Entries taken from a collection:
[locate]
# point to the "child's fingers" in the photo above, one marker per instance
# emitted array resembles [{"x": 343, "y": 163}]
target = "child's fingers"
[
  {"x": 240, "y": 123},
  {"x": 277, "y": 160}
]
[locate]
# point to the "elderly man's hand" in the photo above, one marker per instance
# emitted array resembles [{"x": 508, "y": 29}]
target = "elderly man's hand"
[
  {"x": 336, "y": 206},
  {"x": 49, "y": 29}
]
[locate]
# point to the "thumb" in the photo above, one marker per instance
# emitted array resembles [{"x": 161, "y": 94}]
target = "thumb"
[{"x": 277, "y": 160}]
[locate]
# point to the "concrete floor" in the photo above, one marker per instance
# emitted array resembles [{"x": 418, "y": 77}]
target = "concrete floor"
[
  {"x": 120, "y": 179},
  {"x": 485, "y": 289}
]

#### DESCRIPTION OF THE TASK
The full set of entries must be printed again without any alteration.

#### EXERCISE OUTPUT
[locate]
# point to the "child's fingers" in the photo above, one marker per instance
# emitted array resembles [{"x": 343, "y": 163}]
target = "child's fingers"
[
  {"x": 240, "y": 123},
  {"x": 277, "y": 160}
]
[locate]
# point to the "elderly man's hand" in the photo above, one marker per instance
# emitted array resembles [{"x": 508, "y": 29}]
target = "elderly man's hand"
[
  {"x": 336, "y": 206},
  {"x": 49, "y": 29}
]
[locate]
# point to the "thumb" in the photo above, one marker per instance
# emitted array resembles [{"x": 161, "y": 94}]
target = "thumb"
[{"x": 277, "y": 160}]
[locate]
# point to the "concrete floor" in the photo above, one marker per instance
# emitted array resembles [{"x": 418, "y": 77}]
target = "concrete floor"
[
  {"x": 120, "y": 179},
  {"x": 485, "y": 289}
]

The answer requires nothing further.